Task brief: Rewrite the records from the first line up to and including the line with "[(939, 574), (890, 582)]", changing "single-line" to "one-line" and leaving everything else unchanged.

[Rows from a dataset]
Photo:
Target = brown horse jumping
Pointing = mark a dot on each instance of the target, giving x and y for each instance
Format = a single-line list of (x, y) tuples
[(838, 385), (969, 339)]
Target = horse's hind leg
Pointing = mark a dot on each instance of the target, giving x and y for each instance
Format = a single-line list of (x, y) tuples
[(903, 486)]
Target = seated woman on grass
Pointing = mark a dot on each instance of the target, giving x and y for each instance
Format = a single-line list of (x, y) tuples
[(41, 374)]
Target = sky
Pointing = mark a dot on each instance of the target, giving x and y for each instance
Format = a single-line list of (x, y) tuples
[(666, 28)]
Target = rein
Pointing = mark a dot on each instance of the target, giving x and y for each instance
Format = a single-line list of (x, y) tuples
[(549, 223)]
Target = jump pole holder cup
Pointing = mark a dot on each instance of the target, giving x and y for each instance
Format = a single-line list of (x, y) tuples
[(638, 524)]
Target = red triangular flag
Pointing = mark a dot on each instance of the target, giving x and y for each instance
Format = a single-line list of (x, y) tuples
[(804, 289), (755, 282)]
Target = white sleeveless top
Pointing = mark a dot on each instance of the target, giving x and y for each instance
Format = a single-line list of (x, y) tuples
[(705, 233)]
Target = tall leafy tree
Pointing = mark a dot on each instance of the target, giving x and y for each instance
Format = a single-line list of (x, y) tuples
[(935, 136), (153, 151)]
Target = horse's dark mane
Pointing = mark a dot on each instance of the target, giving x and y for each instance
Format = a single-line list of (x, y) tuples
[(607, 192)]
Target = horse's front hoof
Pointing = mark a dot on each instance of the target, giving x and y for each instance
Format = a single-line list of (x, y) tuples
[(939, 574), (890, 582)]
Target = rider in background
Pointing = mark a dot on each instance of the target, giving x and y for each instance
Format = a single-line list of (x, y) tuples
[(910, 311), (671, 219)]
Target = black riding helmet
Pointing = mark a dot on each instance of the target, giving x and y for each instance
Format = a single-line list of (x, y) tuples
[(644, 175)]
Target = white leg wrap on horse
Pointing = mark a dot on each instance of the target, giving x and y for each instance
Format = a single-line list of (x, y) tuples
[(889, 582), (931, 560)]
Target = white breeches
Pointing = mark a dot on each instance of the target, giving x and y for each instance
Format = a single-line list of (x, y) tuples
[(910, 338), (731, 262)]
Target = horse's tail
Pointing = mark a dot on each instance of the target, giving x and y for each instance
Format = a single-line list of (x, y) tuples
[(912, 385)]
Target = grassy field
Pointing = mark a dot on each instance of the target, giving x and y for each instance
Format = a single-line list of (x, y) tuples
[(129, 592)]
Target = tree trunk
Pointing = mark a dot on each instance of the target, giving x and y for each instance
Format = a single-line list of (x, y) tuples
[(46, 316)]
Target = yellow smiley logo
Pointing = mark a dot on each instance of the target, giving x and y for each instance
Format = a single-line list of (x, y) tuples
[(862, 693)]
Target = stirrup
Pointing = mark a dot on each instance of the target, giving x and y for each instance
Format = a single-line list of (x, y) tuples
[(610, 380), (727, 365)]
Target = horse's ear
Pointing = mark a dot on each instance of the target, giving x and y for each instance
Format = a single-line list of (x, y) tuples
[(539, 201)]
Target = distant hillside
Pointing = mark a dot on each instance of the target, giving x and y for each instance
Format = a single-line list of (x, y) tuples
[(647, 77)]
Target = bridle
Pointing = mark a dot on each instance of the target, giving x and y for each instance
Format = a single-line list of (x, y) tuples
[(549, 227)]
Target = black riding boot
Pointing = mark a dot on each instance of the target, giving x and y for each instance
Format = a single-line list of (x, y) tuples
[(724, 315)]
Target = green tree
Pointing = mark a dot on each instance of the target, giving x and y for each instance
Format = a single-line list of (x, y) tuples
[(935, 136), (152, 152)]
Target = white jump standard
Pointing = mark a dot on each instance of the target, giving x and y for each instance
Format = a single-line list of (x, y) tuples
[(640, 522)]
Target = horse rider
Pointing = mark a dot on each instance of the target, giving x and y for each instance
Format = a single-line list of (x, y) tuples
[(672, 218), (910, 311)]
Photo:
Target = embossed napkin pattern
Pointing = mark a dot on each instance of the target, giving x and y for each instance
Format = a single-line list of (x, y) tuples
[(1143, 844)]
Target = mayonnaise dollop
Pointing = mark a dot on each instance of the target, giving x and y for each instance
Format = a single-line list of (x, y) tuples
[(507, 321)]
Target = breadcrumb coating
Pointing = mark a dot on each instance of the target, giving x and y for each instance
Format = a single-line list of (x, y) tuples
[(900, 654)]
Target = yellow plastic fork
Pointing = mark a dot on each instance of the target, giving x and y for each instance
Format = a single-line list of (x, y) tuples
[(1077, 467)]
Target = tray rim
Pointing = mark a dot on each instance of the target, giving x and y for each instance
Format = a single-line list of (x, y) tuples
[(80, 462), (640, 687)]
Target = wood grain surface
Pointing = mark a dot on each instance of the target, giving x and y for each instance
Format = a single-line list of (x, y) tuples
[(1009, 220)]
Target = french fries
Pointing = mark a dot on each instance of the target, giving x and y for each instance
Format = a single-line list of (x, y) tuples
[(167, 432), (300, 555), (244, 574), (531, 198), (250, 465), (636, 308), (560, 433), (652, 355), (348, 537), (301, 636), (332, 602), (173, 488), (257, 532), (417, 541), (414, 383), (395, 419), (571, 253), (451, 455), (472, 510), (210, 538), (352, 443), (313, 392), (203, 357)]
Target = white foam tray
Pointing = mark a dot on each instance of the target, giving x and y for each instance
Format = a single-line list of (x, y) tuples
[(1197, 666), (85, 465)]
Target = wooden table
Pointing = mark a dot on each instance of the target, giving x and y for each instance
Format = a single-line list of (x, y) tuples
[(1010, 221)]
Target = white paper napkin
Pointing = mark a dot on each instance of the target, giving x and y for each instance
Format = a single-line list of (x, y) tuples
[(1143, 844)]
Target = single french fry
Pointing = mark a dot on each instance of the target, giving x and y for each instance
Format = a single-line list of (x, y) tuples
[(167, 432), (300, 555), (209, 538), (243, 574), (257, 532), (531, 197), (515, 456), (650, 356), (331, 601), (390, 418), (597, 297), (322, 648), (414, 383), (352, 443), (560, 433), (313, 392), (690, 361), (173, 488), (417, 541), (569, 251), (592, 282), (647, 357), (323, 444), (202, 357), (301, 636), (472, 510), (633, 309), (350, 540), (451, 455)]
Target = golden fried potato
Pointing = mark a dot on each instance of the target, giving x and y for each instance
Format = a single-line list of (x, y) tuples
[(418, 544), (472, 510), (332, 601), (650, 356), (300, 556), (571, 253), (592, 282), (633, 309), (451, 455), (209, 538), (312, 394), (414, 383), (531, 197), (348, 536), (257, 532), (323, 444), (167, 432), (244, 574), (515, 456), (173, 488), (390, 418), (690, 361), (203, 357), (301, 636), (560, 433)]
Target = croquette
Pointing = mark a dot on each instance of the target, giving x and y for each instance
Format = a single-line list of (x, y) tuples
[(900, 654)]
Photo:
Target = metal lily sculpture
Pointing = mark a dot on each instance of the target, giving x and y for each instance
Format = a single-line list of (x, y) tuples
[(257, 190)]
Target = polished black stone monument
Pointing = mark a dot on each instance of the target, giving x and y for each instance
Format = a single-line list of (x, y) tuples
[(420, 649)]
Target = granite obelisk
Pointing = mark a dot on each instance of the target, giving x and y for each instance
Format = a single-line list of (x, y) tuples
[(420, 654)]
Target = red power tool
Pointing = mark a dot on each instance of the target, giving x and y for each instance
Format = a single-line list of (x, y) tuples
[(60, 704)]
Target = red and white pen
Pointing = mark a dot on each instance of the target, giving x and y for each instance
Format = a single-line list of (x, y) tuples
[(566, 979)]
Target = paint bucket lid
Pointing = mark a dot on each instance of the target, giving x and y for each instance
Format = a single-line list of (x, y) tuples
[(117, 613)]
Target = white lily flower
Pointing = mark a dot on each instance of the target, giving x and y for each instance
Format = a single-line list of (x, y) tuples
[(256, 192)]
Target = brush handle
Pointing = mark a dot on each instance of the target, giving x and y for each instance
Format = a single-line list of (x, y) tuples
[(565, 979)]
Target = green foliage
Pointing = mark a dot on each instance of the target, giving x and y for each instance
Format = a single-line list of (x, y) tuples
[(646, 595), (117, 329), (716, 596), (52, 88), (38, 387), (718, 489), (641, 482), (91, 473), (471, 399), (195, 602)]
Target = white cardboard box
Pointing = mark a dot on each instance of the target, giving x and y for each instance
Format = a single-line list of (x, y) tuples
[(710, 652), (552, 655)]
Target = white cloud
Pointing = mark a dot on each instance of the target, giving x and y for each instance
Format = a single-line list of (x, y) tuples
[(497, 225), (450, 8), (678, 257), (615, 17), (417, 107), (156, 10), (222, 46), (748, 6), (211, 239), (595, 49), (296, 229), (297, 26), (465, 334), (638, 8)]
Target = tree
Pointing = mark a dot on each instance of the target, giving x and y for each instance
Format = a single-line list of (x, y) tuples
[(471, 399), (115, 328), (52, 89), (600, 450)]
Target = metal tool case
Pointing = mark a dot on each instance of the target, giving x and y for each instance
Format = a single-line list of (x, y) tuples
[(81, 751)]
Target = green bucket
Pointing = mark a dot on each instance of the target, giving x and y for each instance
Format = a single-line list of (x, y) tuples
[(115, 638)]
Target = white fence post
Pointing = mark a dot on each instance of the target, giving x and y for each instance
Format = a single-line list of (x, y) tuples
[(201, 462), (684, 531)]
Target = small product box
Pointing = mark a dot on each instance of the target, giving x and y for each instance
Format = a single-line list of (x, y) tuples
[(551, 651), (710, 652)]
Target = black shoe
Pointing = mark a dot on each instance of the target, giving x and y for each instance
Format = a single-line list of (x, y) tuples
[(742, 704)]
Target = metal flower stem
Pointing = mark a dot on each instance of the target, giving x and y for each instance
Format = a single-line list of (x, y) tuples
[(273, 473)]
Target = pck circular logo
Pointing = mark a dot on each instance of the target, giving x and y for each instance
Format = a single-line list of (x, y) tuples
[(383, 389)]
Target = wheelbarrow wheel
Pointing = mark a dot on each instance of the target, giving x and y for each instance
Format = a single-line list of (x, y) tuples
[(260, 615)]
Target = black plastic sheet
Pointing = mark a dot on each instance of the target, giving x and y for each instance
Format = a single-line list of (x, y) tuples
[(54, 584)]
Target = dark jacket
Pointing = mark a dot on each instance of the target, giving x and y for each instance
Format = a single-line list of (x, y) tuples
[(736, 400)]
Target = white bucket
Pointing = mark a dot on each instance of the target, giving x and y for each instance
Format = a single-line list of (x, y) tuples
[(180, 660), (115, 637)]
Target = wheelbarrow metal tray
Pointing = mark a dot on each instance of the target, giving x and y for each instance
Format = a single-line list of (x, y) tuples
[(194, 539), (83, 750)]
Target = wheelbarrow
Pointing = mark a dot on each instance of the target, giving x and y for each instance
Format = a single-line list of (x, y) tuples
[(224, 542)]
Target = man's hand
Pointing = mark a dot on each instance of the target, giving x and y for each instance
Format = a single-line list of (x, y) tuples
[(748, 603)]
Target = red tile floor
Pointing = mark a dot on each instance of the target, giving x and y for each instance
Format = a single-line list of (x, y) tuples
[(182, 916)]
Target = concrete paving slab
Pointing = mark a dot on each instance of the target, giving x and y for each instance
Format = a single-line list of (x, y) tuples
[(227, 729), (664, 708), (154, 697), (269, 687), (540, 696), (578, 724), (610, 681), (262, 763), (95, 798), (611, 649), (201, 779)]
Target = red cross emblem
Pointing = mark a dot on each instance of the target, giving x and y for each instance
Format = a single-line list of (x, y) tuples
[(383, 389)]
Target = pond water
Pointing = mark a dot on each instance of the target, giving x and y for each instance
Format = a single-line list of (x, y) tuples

Result:
Photo:
Target = brown horse jumping
Pointing = mark a dot on each instance of the target, giving x and y for each instance
Format = a one-line list of (x, y) tuples
[(838, 385), (969, 339)]
Target = horse's hind leg
Pointing = mark a dot on each instance of the target, giving x and y for each instance
Format = a one-line list of (x, y) tuples
[(903, 486)]
Target = seated woman on grass
Pointing = mark a dot on each instance of the target, giving x and y for each instance
Format = a one-line list of (x, y) tuples
[(41, 374)]
Target = sky
Pointing = mark a dot on each instance of the target, giving x and y for each instance
Format = a one-line list of (x, y) tuples
[(666, 28)]
Target = rein
Pointing = mark a dot on each instance of the target, giving x and y for each instance
Format = a one-line list of (x, y) tuples
[(549, 223)]
Target = jump pole holder cup
Pointing = mark a dot on each instance of the target, giving x and y for each instance
Format = a one-line list of (x, y) tuples
[(638, 524)]
Target = red triangular flag
Pointing = mark a dot on each instance of the target, giving x and y for each instance
Format = a one-line list of (x, y) tuples
[(804, 289), (755, 282)]
Target = white sleeveless top
Pointing = mark a dot on each instance of the target, giving x and y for each instance
Format = a one-line list of (x, y) tuples
[(705, 233)]
Target = tall leafy tree
Pointing = mark a dot on each instance of the target, giving x and y for each instance
Format = a one-line list of (x, y) tuples
[(935, 136), (153, 151)]
Target = horse's dark mane
Pointing = mark a dot on each instance of the target, giving x and y for each instance
Format = a one-line list of (x, y) tuples
[(607, 192)]
Target = horse's front hoof
Pointing = mark a dot on each instance of the target, giving x and y for each instance
Format = a one-line list of (x, y) tuples
[(939, 574), (890, 582)]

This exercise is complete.